**Problems and tasks:**
1. Answer these about the Python-Dev post, one line each, marked to match:
(a) Whose words are quoted with ">" marks?
(b) On what date was the post sent?
(c) In the farm comparison, what keeps happening to the cows?
2. Give everything in the Python-Dev post from "[Python-Dev] Signals, threads, blocking" down to "to believe me.", swapping "customers" for "clients".
3. Please carry on the Python-Dev post from its last line.

**Document extract:**
↓↓↓
[Python-Dev] Signals, threads, blocking C functions
nmm1 at cus.cam.ac.uk
Mon Sep 4 18:24:27 CEST 2006
"Gustavo Carneiro" <gjcarneiro at gmail.com> wrote:
> You guys are tough customers to please. I am just trying to solve a
> problem here, not create a new one; you have to believe me.
Oh, I believe you.
Look at it this way. You are trying to resolve the problem that your
farm is littered with cluster bombs, and your cows keep blowing their
legs off. Your solution is effectively saying "well, let's travel
around and pick them all up then".
> We want to get rid of timeouts. Now my idea: add a Python API to say:
> "dear Python, please call me when you start having pending calls,
> even if from a signal handler context, ok?"
Yes, I know. I have been there and done that, both academically and
(observing, as a consultant) to the vendor. And that was on a system
that was a damn sight better engineered than any of the main ones that
Python runs on today.
I have attempted to do much EASIER tasks under both Unix and (earlier)
↑↑↑
**Data:**
↓↓↓
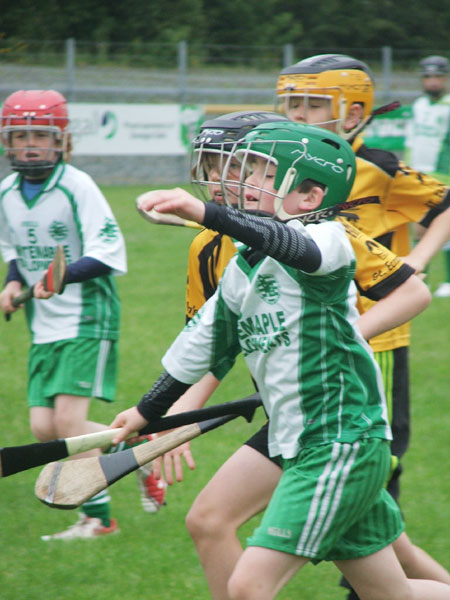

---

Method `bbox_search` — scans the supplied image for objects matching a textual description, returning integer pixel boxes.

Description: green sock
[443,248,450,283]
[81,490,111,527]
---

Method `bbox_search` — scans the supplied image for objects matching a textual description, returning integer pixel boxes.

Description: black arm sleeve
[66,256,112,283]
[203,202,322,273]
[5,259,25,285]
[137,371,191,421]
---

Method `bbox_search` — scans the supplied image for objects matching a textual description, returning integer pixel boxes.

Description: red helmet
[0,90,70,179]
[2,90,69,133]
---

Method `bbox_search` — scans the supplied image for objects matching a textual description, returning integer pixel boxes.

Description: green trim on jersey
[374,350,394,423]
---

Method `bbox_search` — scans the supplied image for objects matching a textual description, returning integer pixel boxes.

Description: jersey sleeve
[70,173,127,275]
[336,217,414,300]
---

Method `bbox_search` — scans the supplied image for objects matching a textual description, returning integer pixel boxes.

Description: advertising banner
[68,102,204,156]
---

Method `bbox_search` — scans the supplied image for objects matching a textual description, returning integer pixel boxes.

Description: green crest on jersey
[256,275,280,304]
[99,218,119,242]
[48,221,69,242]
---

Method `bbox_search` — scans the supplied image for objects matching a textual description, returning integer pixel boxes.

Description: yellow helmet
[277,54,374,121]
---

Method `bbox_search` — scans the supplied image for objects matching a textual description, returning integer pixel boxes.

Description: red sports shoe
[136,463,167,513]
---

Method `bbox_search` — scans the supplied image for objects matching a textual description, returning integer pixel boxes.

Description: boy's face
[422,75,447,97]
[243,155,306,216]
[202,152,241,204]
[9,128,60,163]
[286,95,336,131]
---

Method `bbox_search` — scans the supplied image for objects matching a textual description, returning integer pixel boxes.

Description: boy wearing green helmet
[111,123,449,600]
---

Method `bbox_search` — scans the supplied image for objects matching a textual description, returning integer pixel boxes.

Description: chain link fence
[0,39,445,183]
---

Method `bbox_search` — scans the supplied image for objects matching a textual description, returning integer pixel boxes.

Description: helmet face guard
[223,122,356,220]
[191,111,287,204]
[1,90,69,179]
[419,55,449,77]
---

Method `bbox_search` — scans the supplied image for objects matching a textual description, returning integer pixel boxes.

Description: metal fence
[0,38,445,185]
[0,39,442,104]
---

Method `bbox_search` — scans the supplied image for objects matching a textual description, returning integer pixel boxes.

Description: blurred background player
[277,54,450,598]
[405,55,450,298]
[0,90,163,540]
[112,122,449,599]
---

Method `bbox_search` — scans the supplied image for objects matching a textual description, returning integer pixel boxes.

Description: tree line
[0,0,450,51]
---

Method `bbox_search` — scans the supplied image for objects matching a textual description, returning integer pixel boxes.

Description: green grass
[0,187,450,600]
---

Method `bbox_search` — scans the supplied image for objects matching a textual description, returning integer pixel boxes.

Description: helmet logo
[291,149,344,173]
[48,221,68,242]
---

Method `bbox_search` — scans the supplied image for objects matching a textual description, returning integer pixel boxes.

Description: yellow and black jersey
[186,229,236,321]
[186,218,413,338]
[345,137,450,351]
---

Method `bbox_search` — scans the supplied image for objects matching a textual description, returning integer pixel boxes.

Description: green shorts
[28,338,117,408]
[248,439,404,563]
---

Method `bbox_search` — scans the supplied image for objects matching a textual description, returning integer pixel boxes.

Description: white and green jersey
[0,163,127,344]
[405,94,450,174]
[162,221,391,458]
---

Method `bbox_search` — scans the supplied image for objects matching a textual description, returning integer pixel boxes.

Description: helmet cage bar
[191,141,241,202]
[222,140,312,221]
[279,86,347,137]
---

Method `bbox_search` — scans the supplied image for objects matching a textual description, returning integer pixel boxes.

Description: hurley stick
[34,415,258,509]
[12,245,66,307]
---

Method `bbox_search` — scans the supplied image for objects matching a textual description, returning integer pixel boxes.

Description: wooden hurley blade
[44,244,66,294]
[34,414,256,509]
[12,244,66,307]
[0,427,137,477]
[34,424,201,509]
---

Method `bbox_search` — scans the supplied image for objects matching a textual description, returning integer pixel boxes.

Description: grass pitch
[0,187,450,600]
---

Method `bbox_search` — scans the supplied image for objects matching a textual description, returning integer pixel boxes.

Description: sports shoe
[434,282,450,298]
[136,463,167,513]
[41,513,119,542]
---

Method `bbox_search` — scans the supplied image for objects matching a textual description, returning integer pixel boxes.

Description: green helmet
↑↑↑
↓↓↓
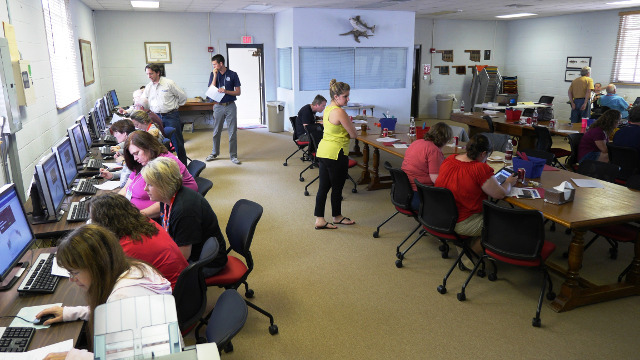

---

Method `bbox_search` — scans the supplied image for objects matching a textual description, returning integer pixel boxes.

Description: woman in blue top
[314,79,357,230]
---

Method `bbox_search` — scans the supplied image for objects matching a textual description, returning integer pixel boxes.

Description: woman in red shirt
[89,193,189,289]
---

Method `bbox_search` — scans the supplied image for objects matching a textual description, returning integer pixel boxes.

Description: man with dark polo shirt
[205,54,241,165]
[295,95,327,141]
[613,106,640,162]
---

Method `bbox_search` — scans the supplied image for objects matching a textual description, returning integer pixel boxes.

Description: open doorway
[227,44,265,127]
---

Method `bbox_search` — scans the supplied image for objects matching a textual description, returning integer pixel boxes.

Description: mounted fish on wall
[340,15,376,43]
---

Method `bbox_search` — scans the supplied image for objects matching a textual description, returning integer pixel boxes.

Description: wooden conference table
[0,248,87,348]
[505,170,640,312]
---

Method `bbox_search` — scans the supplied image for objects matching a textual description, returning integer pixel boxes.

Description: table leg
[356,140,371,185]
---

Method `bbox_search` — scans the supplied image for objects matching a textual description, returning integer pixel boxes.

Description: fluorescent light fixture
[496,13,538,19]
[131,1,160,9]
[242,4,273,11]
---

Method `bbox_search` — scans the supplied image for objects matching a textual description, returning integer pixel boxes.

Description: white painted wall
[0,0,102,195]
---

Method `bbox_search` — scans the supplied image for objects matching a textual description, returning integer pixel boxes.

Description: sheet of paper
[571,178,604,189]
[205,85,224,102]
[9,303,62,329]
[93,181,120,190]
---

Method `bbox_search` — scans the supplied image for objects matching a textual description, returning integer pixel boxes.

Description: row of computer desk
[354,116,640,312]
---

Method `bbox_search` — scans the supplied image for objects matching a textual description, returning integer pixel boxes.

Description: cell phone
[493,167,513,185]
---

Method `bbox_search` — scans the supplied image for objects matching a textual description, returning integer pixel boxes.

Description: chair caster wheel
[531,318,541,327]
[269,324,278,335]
↑↑↑
**Exercise answers:**
1.
(a) Gustavo Carneiro
(b) Mon Sep 4, 2006
(c) They keep blowing their legs off.

2.
[Python-Dev] Signals, threads, blocking C functions
nmm1 at cus.cam.ac.uk
Mon Sep 4 18:24:27 CEST 2006
"Gustavo Carneiro" <gjcarneiro at gmail.com> wrote:
> You guys are tough clients to please. I am just trying to solve a
> problem here, not create a new one; you have to believe me.

3.
versions of Microsoft Windows, and failed dismally because the system
wasn't up to it.
> From that point on, signals will get handled by Python, python calls
> PyGTK, PyGTK calls a special API to safely wake up the main loop even
> from a thread or signal handler, then main loop checks for signal by
> calling PyErr_CheckSignals(), it is handled by Python, and the process
> lives happily ever after, or die trying.
The first thing that will happen to that beautiful theory when it goes
out into Unix County or Microsoft City is that a gang of ugly facts
will find it and beat it into a pulp.
> I sincerely hope my explanation was satisfactory this time.
Oh, it was last time. It isn't that that is the problem.
> Are signal handlers guaranteed to not be interrupted by another
> signal, at least? What about threads?
No and no. In theory, what POSIX says about blocking threads should
be reliable; in my experience, it almost is, except under precisely the
circumstances that you most want it to work.
Look, I am agreeing that your basic design is right. What I am saying
is that (a) you cannot make delivery reliable and abolish timeouts
and (b) that it is such a revoltingly system-dependent mess that I
would much rather Python didn't fiddle with it.
Do you know how signalling is misimplemented at the hardware level?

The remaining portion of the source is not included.